*Your assignment*
When you come to the line with "Each instance of the necklace", begin repeating; continue exactly through the final line of the records and include nothing from before.

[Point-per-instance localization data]
________________

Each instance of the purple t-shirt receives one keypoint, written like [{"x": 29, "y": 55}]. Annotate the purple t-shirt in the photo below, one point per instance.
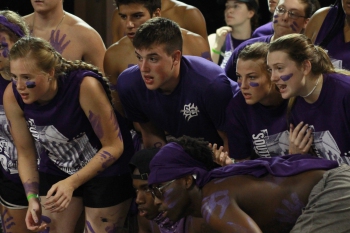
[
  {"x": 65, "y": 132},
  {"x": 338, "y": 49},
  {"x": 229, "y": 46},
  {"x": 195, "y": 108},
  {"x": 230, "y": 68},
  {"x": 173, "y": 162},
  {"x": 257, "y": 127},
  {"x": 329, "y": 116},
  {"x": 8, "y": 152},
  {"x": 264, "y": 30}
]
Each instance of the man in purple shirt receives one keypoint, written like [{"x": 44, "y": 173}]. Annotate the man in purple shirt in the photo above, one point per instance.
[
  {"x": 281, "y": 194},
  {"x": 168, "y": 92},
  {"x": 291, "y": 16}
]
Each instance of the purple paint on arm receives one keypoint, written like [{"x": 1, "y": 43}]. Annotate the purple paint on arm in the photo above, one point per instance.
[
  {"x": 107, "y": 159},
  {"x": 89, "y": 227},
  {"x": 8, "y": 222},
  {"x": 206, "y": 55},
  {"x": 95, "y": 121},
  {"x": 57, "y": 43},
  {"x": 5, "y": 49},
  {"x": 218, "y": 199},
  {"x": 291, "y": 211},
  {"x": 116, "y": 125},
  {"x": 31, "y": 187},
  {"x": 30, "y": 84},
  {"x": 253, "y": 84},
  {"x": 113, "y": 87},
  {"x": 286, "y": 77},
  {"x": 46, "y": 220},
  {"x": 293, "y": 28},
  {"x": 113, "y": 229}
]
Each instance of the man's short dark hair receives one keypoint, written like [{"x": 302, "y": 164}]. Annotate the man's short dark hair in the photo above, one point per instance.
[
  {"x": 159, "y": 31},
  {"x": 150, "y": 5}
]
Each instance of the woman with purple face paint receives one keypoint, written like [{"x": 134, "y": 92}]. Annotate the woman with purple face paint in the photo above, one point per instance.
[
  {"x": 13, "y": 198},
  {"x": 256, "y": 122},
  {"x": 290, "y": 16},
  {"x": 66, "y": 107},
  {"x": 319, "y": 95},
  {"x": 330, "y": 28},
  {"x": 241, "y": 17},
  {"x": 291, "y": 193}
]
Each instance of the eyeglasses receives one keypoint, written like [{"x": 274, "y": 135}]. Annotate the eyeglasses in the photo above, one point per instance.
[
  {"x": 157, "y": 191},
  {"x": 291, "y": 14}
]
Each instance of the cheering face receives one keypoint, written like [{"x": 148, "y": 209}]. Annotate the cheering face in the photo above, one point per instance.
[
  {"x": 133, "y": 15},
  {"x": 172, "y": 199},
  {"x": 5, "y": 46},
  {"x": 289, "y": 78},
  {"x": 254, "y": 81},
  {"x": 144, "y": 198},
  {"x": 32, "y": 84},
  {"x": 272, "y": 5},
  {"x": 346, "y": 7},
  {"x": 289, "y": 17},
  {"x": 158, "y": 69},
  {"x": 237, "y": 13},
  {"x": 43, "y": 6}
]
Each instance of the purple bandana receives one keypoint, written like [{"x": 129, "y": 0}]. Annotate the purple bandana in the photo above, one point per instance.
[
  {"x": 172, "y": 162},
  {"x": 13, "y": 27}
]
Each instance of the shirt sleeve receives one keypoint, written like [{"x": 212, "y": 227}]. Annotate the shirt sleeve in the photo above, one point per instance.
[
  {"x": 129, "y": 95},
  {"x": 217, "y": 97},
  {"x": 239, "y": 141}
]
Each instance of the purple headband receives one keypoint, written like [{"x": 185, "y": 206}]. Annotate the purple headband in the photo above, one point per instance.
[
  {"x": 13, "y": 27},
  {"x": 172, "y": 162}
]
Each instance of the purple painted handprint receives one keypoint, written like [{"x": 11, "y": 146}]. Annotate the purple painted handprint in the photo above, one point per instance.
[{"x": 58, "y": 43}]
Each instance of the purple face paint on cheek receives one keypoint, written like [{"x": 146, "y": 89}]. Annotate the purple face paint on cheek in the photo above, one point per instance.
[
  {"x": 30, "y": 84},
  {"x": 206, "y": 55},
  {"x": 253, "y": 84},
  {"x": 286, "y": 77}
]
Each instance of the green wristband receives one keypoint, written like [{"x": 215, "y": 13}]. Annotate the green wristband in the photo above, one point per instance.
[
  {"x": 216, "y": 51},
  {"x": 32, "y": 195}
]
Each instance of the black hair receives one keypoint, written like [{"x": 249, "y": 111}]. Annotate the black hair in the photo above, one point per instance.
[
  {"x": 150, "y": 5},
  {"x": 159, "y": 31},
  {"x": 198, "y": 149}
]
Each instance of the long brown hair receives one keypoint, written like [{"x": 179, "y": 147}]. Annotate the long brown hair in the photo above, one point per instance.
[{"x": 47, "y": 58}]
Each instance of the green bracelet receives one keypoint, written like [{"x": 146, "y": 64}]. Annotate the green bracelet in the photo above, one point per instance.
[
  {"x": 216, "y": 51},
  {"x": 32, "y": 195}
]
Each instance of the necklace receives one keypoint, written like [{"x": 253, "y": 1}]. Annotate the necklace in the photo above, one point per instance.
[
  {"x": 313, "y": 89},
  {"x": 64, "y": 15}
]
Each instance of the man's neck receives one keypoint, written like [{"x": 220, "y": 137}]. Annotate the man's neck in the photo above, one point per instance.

________________

*Exercise result*
Each instance of the necklace receives one keypoint, written like [{"x": 253, "y": 1}]. Annotate the necklace in the photo above, one point per instance.
[
  {"x": 313, "y": 89},
  {"x": 64, "y": 15}
]
Each instance of the man's neck receives one keypoint, written like [{"x": 220, "y": 137}]. Annotate the man's neck in the photo above, one point per instance.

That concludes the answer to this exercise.